## PROBLEM REQUIREMENTS
Every entry needs to be printed exactly, please.

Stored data
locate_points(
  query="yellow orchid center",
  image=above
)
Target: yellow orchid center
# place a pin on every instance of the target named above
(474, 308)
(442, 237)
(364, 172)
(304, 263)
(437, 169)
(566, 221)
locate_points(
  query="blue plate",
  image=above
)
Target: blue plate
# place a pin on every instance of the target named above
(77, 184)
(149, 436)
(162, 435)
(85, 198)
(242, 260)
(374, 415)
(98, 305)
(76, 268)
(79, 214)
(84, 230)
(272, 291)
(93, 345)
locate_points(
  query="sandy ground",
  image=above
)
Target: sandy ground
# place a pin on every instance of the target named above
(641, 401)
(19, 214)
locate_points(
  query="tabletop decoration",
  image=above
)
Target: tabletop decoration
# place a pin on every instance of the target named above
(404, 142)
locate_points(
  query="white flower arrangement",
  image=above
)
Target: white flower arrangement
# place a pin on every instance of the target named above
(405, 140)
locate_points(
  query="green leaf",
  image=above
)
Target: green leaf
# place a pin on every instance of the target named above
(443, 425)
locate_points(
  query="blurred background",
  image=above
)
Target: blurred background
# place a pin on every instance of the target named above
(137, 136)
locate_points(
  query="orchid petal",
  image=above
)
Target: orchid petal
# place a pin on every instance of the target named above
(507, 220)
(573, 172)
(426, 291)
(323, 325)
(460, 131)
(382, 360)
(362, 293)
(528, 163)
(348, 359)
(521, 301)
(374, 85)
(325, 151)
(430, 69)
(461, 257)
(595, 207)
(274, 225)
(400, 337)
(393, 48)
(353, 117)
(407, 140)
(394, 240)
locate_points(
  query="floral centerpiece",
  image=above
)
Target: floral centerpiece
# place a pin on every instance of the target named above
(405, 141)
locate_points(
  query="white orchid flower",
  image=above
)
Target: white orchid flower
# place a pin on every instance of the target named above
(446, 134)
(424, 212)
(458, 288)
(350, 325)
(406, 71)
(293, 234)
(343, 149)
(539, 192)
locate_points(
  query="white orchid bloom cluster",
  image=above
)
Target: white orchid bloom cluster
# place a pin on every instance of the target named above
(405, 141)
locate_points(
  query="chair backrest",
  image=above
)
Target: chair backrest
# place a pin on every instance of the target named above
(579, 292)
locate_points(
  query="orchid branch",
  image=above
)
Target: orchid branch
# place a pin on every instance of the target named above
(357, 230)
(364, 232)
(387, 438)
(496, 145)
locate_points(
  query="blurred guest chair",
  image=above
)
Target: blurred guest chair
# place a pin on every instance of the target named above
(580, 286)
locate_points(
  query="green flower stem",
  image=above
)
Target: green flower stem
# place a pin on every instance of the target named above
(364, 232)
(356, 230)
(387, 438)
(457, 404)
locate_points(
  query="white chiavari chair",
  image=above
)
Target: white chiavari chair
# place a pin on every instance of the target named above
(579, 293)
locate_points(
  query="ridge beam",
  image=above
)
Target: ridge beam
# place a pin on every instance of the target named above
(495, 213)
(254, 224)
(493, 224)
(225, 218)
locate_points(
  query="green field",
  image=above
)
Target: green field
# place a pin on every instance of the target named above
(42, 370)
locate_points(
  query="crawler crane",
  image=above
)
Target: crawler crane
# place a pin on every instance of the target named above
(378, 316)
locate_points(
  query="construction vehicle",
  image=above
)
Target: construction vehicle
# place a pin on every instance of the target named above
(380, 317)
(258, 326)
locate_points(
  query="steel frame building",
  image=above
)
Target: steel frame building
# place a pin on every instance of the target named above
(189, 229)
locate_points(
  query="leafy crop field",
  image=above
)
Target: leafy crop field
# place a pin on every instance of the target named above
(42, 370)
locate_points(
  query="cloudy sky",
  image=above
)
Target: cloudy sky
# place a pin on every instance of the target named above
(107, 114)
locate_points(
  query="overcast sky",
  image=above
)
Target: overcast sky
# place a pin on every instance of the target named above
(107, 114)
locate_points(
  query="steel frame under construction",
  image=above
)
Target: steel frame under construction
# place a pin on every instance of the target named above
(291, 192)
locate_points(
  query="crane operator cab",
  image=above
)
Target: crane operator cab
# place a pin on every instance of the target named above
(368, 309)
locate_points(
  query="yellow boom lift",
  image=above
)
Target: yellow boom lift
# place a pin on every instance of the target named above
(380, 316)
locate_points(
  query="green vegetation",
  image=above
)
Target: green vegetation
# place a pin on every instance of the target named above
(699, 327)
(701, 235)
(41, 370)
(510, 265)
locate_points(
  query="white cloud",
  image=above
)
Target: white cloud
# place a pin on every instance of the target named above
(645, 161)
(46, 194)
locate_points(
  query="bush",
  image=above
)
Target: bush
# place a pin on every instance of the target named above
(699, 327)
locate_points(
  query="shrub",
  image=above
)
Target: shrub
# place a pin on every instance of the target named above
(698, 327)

## RESULT OF THE TASK
locate_points(
  query="yellow orchid center",
  image=above
)
Target: yellow orchid center
# place a pin on every instance of the target named above
(474, 308)
(442, 237)
(364, 172)
(304, 263)
(437, 169)
(566, 221)
locate_points(
  query="blue plate",
  image=above
)
Target: blue plate
# place a pin on every instance of the target named above
(77, 184)
(149, 436)
(162, 435)
(85, 198)
(242, 260)
(374, 415)
(98, 305)
(76, 268)
(79, 214)
(84, 230)
(272, 291)
(93, 345)
locate_points(
  query="sandy ground",
  image=above
)
Target: sandy ground
# place a pin on every instance of the target named above
(641, 401)
(19, 214)
locate_points(
  query="tabletop decoration",
  image=above
)
Target: tabletop decoration
# place a pin on every instance of the target named above
(404, 142)
locate_points(
  query="white flower arrangement",
  image=above
)
Target: white flower arrangement
# place a pin on every instance of the target named above
(405, 140)
locate_points(
  query="green leaf",
  image=above
)
Target: green leaf
# place a pin on every instance of the target named above
(443, 425)
locate_points(
  query="blurred background",
  image=above
)
Target: blurred background
# place a pin on every instance of the target named above
(137, 136)
locate_points(
  query="orchid petal",
  image=above
)
Target: orchid petal
# place a pin on every instance of the target named above
(507, 220)
(573, 172)
(426, 291)
(323, 325)
(460, 131)
(382, 360)
(362, 293)
(528, 163)
(348, 359)
(521, 301)
(374, 85)
(325, 151)
(430, 69)
(461, 257)
(595, 207)
(274, 225)
(400, 337)
(393, 48)
(353, 117)
(407, 140)
(394, 240)
locate_points(
  query="floral centerpiece",
  image=above
)
Target: floral centerpiece
# place a pin on every instance of the target named above
(405, 141)
locate_points(
  query="white orchid flower",
  image=above
)
Target: white orchid flower
# place a pin on every instance of the target named above
(446, 134)
(424, 212)
(458, 288)
(350, 325)
(406, 71)
(293, 234)
(343, 149)
(539, 192)
locate_points(
  query="white orchid bloom cluster",
  image=above
)
Target: white orchid bloom cluster
# place a pin on every instance of the target named above
(405, 141)
locate_points(
  query="chair backrest",
  image=above
)
Target: chair backrest
# place a pin on every instance of the target named above
(579, 292)
locate_points(
  query="orchid branch",
  image=above
)
Target: orchid branch
# place a pin on every instance of the target named above
(357, 230)
(364, 232)
(387, 438)
(496, 145)
locate_points(
  query="blurred guest chair",
  image=above
)
Target: blurred guest chair
# place a pin on every instance of the target named above
(580, 286)
locate_points(
  query="green flower stem",
  image=above
)
Target: green flower stem
# place a pin on every instance of the target named above
(364, 232)
(356, 230)
(387, 438)
(457, 404)
locate_points(
  query="white chiavari chair",
  image=above
)
Target: white chiavari chair
# place a pin on every instance of the target named above
(579, 293)
locate_points(
  query="ridge beam",
  image=above
)
Target: ridge beam
# place a pin on every instance of the target named above
(495, 213)
(254, 224)
(493, 224)
(225, 218)
locate_points(
  query="green field",
  image=above
)
Target: green field
# place a pin on every instance of the target named above
(42, 370)
locate_points(
  query="crawler crane",
  image=above
)
Target: crawler crane
# place a pin on every instance of the target named above
(378, 316)
locate_points(
  query="construction vehicle",
  image=above
)
Target: construction vehicle
# place a pin on every instance of the target named above
(380, 317)
(258, 326)
locate_points(
  query="steel frame building",
  image=above
)
Target: steel frame building
# place a pin on every instance of the target named above
(189, 229)
locate_points(
  query="leafy crop field",
  image=above
)
Target: leafy crop field
# place a pin on every instance of the target named above
(42, 370)
locate_points(
  query="cloudy sky",
  image=above
)
Target: cloudy sky
# place a pin on every instance of the target named above
(107, 114)
locate_points(
  query="overcast sky",
  image=above
)
Target: overcast sky
# place a pin on every instance of the target named above
(107, 114)
locate_points(
  query="steel frame under construction",
  image=above
)
Target: steel frame under construction
# place a pin on every instance of the target named above
(291, 192)
locate_points(
  query="crane operator cab",
  image=above
)
Target: crane operator cab
# place a pin on every instance of the target named above
(368, 309)
locate_points(
  query="yellow boom lift",
  image=above
)
Target: yellow boom lift
# place a pin on every instance of the target named above
(380, 316)
locate_points(
  query="green vegetation",
  image=above
)
Target: green vegetation
# place a pin on every instance of the target named above
(699, 327)
(701, 235)
(41, 370)
(510, 265)
locate_points(
  query="white cloud",
  image=above
)
Target: white cloud
# place a pin on every instance of the target named above
(645, 161)
(46, 194)
locate_points(
  query="bush",
  image=above
)
Target: bush
# place a pin on every instance of the target named above
(699, 327)
locate_points(
  query="shrub",
  image=above
)
Target: shrub
# place a pin on every instance of the target named above
(698, 327)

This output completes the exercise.